**TASK STATEMENT**. Locate each line of the material below that contains the word "bird", and copy those lines out in full.

##### MATERIAL FOR THE TASK

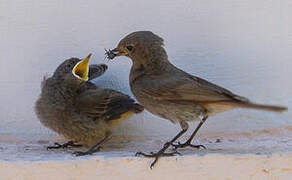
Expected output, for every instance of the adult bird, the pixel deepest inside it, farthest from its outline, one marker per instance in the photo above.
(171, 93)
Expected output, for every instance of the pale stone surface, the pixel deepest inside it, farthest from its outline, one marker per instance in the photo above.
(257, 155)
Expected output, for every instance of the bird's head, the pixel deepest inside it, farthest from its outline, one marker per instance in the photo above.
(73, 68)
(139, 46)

##########
##### MATERIAL FOR THE TASK

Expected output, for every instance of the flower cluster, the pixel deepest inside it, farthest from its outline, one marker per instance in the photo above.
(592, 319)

##########

**THE SOLUTION**.
Expected output, for every instance of the adult bird, the pixel deepest inside it, farthest from its outline, one marker per instance in the photo above.
Expected output, for every instance of the bird's head, the pixel deepest inside it, farthest from its outline, one marker per instance in the photo above.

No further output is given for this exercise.